> [INSTRUCTIONS FOR THE TASK]: Would you restate, word for word, only the lines starting at the one with "Check that every instance of the large" and ending with the final line of the entries below? Pictures stay out.

[Stored records]
════════════════════

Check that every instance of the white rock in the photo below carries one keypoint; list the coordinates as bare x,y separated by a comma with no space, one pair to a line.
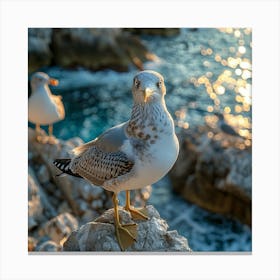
153,236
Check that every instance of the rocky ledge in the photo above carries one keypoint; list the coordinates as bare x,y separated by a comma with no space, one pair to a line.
152,235
214,171
93,48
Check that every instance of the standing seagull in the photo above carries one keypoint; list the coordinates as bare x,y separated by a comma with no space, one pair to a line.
44,108
131,155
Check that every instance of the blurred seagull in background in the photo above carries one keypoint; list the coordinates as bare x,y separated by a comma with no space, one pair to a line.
44,108
131,155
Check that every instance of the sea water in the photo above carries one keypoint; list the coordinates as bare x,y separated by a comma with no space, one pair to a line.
205,71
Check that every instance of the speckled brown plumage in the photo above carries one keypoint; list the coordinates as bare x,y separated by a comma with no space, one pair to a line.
98,166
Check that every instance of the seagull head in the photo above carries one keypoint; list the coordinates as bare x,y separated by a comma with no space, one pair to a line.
41,79
148,86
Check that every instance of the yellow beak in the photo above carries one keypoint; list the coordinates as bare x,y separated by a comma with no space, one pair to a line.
53,82
147,93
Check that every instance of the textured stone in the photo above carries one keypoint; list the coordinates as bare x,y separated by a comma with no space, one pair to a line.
59,227
214,174
43,174
153,236
48,246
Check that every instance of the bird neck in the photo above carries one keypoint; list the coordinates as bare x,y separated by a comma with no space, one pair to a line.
148,119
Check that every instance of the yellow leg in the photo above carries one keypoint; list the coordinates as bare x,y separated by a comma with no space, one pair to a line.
126,234
51,138
138,214
50,130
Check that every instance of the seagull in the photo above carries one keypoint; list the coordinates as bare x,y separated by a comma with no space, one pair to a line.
44,108
131,155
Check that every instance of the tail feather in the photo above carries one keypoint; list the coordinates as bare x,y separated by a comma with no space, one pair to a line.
63,165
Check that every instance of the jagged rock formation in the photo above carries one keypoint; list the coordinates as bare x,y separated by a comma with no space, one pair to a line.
153,236
215,172
93,48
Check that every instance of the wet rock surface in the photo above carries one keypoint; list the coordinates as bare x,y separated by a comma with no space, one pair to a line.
58,205
93,48
153,235
214,171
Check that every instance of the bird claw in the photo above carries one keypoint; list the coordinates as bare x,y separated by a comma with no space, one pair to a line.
138,213
126,235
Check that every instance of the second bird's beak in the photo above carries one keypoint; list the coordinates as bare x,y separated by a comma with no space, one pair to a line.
147,93
53,82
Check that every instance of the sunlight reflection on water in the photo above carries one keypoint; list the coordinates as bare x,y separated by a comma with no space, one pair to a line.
206,71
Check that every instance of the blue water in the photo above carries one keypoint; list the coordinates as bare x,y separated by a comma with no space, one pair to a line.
205,71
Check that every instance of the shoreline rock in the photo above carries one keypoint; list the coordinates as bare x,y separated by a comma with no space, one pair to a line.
214,173
153,236
93,48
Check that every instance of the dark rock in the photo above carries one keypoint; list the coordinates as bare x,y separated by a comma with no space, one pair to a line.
48,246
155,31
39,53
97,48
99,235
214,174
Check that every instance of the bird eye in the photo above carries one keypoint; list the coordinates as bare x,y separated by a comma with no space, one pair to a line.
137,83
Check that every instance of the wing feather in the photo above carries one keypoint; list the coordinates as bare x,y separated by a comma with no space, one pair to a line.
98,166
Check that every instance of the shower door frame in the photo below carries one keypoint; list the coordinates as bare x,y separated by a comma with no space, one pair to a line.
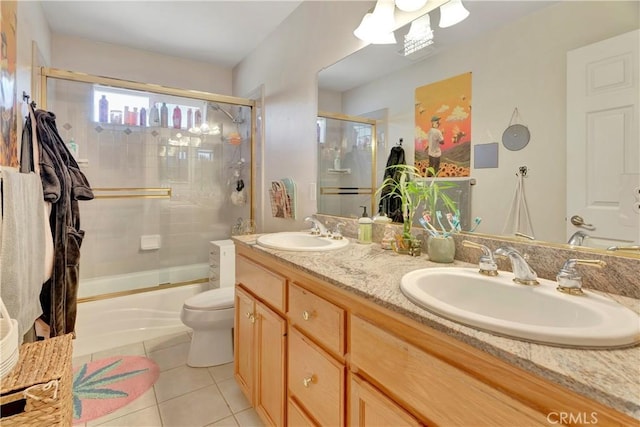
54,73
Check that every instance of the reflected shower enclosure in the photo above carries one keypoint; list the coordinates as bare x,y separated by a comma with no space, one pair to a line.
170,173
346,159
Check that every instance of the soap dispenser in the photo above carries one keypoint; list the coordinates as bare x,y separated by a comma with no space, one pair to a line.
365,227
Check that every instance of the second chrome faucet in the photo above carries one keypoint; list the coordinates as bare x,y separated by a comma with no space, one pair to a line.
524,274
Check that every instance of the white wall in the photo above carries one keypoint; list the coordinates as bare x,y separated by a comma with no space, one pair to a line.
104,59
315,35
32,27
523,65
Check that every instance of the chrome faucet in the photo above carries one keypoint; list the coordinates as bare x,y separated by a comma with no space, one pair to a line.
578,238
522,271
487,263
569,280
318,227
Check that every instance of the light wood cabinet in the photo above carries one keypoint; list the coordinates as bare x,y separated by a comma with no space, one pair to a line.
430,387
349,361
369,407
260,344
316,380
319,319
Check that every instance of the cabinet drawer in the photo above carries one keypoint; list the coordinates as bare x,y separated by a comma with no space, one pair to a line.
268,286
296,417
369,407
320,319
316,380
440,393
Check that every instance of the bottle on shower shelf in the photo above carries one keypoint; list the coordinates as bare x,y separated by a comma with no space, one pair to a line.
189,118
154,116
103,110
177,117
164,115
143,117
198,118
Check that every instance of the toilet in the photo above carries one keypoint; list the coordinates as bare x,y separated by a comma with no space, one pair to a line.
210,313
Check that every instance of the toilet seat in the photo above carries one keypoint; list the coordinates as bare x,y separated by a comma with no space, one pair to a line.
214,299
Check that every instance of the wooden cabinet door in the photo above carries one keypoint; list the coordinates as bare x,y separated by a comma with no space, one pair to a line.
270,350
368,407
243,341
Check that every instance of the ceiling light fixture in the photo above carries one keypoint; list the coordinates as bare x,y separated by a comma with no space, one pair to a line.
377,27
420,35
410,5
452,13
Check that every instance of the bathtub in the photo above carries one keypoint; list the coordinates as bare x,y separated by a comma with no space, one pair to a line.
114,322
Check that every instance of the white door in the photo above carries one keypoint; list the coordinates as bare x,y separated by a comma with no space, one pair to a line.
603,141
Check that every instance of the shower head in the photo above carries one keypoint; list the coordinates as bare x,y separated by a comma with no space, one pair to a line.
216,107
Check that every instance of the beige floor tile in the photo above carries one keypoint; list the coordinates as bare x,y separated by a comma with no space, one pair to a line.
147,400
227,422
196,409
222,372
233,395
136,349
148,417
80,360
171,357
181,380
166,341
248,418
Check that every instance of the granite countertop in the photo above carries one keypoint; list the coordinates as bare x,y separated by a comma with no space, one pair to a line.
611,377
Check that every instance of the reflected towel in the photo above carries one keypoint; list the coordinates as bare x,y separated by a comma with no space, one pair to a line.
22,246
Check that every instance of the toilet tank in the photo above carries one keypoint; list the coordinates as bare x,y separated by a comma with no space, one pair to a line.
222,264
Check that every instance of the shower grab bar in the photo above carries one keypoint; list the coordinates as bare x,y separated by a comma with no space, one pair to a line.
166,191
345,190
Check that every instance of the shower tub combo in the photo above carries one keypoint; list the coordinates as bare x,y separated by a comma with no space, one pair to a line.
113,322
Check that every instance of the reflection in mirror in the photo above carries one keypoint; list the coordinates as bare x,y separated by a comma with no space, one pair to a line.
346,153
520,62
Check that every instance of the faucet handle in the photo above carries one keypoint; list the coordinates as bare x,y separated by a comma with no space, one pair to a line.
337,234
569,280
487,263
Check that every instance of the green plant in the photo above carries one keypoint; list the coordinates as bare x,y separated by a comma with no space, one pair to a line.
406,183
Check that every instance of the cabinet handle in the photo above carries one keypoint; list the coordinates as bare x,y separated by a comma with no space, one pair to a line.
307,381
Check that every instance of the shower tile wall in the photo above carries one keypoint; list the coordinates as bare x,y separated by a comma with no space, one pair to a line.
198,172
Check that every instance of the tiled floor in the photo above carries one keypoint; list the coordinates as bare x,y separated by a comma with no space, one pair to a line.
182,396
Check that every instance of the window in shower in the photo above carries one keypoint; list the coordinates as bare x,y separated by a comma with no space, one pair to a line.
161,193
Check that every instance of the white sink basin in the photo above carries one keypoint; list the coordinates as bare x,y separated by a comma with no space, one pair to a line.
300,241
533,313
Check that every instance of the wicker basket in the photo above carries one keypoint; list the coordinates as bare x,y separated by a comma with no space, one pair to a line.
38,391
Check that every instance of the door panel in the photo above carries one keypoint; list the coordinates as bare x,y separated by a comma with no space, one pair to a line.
603,142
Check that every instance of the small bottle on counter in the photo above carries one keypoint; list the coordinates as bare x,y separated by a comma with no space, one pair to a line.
365,227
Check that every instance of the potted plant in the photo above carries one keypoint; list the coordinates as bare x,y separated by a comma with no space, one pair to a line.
406,183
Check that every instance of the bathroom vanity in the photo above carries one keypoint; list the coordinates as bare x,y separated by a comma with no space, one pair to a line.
327,338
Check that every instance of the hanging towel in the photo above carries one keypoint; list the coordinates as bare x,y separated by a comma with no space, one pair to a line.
22,247
290,188
518,219
280,203
391,206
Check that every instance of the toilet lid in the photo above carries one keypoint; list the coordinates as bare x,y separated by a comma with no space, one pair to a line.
214,299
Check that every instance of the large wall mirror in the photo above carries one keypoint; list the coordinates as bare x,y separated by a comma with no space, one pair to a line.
519,62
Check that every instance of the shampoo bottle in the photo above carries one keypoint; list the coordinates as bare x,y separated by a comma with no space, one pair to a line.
365,227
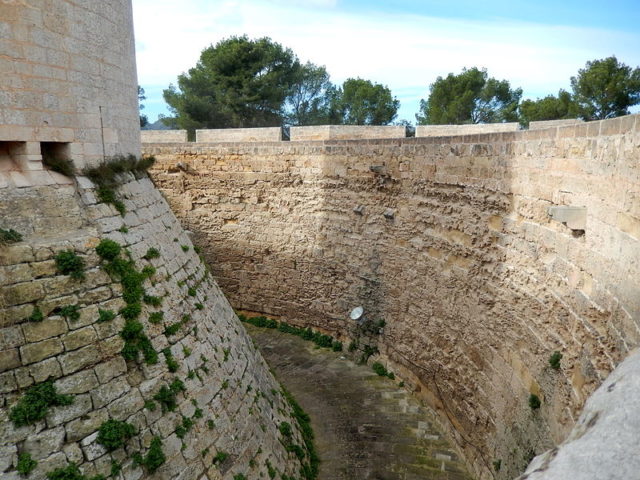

════════════════════

> [RESULT OF THE TASK]:
Check that every instance of the large wall mirror in the photo above carries one keypoint; list the coordinates as bare x,y separated by a comma with no space, one pair to a line.
519,62
Check that every instance of the shampoo bottle in the photo above carries one keypoint; list the coordinates as bare x,y separated by a comma with no space, one pair to a line.
365,227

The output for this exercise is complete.